### [指示]
ウェグナーのダイニングテーブルを紹介する本文によると、Salescoの中でAndreas Tuck社が製作を任されていた家具は何ですか。

### [本文]
+ + + + + + +
SOLD OUTArchives

ハンス・ウェグナーによるダイニングテーブル「AT316」。頭文字ATはウェグナーとタッグを組み数々の名作家具を生み出したデンマークの家具メーカーAndreas Tuck社の証。現存しないメーカーの為、ヴィンテージでのみ存在する希少価値の高いテーブルといえるだろう。

まずはこのテーブルが生産されていた頃の歴史的背景を知ると面白い。先に述べたAndreas Tuck社はウェグナーのデザインした家具を各メーカーが得意分野に応じて製作し、共同で販売する団体=Salesco(サレスコ)のメンバー。ちなみにSalescoの他加入企業はCarl・Hansen、GETAMA、AP Stolen、RY Moblerというデンマークを代表する名だたるファクトリー。Salescoの活動によりウェグナーの家具はデンマーク国内だけでなく、海外(特に米国)でも人気を博し、大きな飛躍を遂げる。その中でAndreas Tuck社はテーブルとデスクの製作を任されており、今回紹介するテーブルもウェグナーの国際的な活躍の一端を担っていたといっても過言ではない。
+ + + + + + +
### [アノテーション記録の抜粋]
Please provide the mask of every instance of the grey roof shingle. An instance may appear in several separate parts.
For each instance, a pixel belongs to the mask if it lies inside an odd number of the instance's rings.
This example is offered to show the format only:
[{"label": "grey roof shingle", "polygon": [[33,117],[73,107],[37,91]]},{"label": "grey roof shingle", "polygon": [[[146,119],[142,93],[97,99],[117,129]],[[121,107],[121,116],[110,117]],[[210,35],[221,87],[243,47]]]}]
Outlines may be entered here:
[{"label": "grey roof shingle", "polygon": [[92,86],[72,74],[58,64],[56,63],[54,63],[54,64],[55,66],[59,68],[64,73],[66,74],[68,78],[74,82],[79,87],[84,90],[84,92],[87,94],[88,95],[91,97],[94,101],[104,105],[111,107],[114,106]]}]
+ + + + + + +
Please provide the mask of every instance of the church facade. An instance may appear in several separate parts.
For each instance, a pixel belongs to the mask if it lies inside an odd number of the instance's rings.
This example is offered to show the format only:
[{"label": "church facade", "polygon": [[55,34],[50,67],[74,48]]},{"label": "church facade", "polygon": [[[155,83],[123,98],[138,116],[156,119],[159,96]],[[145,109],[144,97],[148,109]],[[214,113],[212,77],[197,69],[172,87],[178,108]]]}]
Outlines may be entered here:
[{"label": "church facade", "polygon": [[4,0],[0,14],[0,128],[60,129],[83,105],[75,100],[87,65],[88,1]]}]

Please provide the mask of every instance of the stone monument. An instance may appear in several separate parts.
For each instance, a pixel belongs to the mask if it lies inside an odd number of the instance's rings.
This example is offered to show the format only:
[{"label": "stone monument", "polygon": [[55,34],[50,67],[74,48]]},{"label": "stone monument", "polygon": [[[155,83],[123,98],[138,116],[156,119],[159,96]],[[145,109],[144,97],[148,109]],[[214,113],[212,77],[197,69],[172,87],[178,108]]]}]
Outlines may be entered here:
+ + + + + + +
### [回答]
テーブルとデスクです。